[EXERCISE] Set down the line that contains "Could you point to the snow covered" and every line after it to the end of the entries, exactly as they stand and nothing more.

[MATERIAL FOR THE TASK]
* Start *

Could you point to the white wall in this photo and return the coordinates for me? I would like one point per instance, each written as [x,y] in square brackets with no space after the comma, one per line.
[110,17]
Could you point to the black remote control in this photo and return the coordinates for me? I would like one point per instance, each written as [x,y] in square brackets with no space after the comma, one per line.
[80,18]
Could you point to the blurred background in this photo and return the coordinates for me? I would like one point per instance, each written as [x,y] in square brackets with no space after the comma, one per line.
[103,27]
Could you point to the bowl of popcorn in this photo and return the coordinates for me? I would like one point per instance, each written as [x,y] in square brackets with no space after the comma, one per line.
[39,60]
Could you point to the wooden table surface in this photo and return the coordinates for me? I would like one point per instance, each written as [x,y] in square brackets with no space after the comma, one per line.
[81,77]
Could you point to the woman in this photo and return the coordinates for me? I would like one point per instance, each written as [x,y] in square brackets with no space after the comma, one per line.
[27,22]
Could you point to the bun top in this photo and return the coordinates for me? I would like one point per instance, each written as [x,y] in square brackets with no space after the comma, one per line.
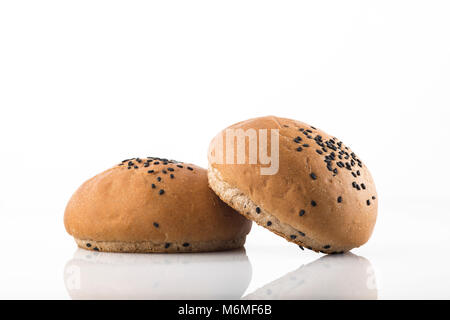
[320,187]
[151,199]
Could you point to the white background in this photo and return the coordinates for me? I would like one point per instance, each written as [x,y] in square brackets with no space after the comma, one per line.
[85,84]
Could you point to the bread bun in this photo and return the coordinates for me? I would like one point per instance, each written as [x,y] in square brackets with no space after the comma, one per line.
[321,196]
[152,205]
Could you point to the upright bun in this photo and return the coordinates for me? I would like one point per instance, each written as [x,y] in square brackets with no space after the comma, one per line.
[152,205]
[317,193]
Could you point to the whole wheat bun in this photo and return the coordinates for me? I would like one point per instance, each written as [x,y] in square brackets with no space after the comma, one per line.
[152,205]
[322,197]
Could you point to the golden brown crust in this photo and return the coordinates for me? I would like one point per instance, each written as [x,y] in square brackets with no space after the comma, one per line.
[308,180]
[162,247]
[153,200]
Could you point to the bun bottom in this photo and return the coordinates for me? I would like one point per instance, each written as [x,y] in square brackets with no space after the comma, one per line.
[161,247]
[236,199]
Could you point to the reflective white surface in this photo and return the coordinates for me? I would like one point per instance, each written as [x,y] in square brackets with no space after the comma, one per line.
[405,259]
[101,275]
[345,276]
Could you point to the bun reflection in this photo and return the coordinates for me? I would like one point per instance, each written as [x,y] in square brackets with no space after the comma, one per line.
[345,276]
[101,275]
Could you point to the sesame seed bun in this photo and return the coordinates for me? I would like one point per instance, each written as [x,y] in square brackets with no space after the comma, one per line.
[322,196]
[152,205]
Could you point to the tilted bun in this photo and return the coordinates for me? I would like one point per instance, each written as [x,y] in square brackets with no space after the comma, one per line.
[152,205]
[322,197]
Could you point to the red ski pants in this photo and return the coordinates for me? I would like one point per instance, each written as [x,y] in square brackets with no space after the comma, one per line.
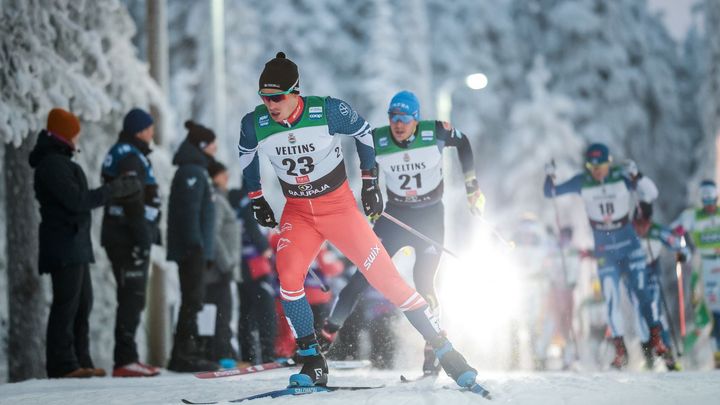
[307,222]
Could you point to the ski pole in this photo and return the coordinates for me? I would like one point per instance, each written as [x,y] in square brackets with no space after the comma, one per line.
[681,291]
[508,243]
[562,259]
[315,277]
[666,307]
[418,234]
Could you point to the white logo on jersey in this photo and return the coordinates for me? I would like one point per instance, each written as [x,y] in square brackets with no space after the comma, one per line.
[374,252]
[344,109]
[283,243]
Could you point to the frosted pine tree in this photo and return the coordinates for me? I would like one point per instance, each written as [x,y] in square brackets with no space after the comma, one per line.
[76,55]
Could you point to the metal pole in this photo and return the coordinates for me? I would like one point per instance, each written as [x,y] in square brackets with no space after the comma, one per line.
[573,338]
[419,235]
[158,55]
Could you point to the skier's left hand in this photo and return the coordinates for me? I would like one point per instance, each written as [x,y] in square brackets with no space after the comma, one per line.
[370,195]
[476,198]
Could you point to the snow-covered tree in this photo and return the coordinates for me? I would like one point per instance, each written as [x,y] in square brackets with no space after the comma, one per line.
[709,96]
[71,54]
[541,131]
[617,63]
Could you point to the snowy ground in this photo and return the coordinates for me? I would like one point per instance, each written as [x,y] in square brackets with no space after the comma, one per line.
[508,388]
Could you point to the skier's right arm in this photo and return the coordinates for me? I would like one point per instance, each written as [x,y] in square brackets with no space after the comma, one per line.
[250,165]
[574,185]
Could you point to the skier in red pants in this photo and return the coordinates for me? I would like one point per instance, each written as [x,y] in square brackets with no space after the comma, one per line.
[301,138]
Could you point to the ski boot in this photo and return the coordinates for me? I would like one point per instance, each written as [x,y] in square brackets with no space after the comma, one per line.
[621,358]
[327,336]
[656,341]
[431,365]
[648,354]
[457,368]
[314,370]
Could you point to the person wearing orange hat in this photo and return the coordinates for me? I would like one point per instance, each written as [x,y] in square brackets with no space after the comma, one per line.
[65,247]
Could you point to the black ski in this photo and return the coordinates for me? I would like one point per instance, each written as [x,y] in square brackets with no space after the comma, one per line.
[287,392]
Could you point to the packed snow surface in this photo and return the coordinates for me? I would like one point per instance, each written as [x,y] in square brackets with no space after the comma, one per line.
[615,388]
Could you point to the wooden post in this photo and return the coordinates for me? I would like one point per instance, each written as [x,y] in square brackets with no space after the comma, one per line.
[27,306]
[157,312]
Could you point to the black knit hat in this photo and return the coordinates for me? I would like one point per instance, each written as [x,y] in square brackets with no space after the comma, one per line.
[280,73]
[215,168]
[199,135]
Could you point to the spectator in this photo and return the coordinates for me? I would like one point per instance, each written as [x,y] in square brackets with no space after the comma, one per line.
[191,219]
[128,231]
[226,267]
[65,247]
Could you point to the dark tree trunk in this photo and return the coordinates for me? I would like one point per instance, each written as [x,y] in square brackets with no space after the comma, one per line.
[27,306]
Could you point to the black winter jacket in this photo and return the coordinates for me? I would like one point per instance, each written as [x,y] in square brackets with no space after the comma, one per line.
[191,211]
[131,223]
[61,188]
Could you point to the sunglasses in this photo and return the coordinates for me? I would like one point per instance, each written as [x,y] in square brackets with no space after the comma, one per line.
[275,97]
[404,118]
[591,166]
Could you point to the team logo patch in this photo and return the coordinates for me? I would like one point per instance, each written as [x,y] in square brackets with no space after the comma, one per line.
[344,109]
[283,243]
[315,113]
[264,120]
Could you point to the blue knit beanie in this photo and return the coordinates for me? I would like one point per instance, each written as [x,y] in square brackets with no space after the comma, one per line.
[136,121]
[405,102]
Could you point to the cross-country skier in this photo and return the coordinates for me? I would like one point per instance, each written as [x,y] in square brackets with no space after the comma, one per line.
[653,238]
[606,191]
[409,151]
[703,227]
[301,138]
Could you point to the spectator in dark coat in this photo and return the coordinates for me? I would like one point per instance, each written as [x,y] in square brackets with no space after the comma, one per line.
[226,267]
[128,231]
[61,188]
[191,220]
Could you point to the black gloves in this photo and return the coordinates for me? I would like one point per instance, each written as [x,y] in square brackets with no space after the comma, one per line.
[371,195]
[261,210]
[125,188]
[139,255]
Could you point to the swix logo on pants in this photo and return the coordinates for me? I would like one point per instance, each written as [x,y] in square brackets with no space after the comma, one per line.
[374,251]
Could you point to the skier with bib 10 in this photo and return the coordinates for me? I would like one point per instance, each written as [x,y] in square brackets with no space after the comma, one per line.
[410,153]
[607,193]
[301,137]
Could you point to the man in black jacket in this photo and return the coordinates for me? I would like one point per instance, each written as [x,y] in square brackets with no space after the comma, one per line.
[128,231]
[191,216]
[65,248]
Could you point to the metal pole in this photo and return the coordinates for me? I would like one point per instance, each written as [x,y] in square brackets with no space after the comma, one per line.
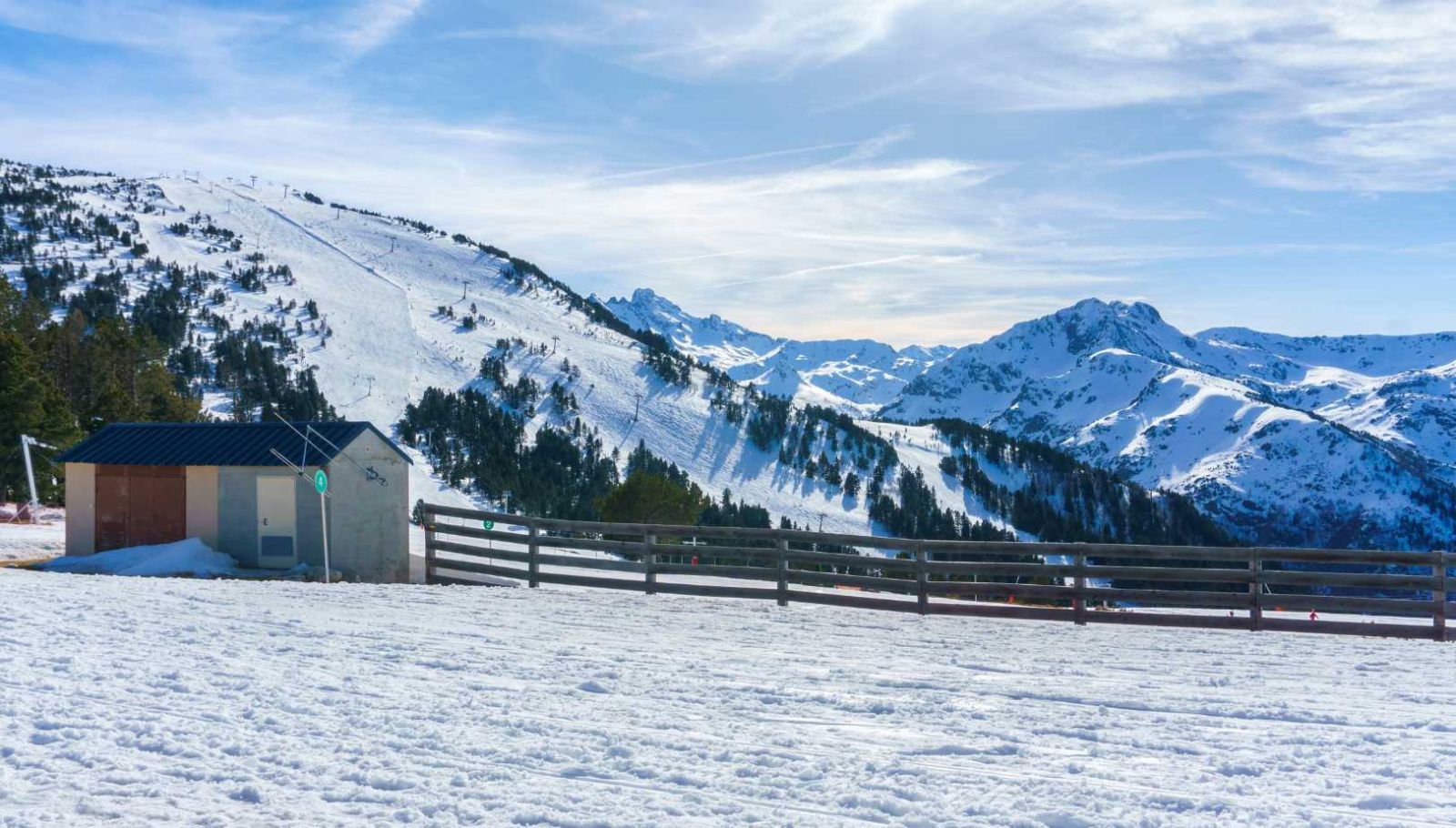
[324,522]
[29,475]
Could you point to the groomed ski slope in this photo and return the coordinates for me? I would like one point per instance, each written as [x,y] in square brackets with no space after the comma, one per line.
[379,287]
[131,702]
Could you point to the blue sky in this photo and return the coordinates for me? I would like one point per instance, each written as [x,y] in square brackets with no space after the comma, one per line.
[914,170]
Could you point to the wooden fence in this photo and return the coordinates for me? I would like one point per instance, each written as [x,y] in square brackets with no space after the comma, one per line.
[1045,581]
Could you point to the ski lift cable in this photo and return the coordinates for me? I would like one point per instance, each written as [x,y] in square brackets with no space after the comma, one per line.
[369,471]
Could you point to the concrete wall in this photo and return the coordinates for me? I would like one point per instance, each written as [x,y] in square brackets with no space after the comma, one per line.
[238,514]
[80,508]
[369,522]
[201,504]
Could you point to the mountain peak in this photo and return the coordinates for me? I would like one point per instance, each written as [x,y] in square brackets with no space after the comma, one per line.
[1094,308]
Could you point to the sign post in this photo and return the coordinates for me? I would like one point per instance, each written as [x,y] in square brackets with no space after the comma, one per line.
[320,485]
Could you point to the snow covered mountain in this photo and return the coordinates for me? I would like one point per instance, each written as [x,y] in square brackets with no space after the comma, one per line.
[443,339]
[858,376]
[1329,441]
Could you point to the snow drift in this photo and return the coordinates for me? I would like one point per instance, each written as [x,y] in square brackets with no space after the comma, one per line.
[184,558]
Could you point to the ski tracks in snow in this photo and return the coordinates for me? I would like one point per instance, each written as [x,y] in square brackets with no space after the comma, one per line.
[286,703]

* End *

[OUTPUT OF THE TASK]
Could you point to the snow covered mountain in this photo and return the coordinates for me? I would like one point per instance, each written as [x,y] in square brackets with no space after the comma, one per line.
[443,339]
[858,376]
[1329,441]
Could you point to the snow drift in this photo and return the coordinates for me? I would like one point per instance, each written as [x,y] in square brackets with no space after the comma, one per line.
[184,558]
Could you point to the ski tracks in snow in this photo and return the coordinates for me? I would like one point per instance, each written as [x,y] in square brackets with no space after the comma, one per line.
[286,703]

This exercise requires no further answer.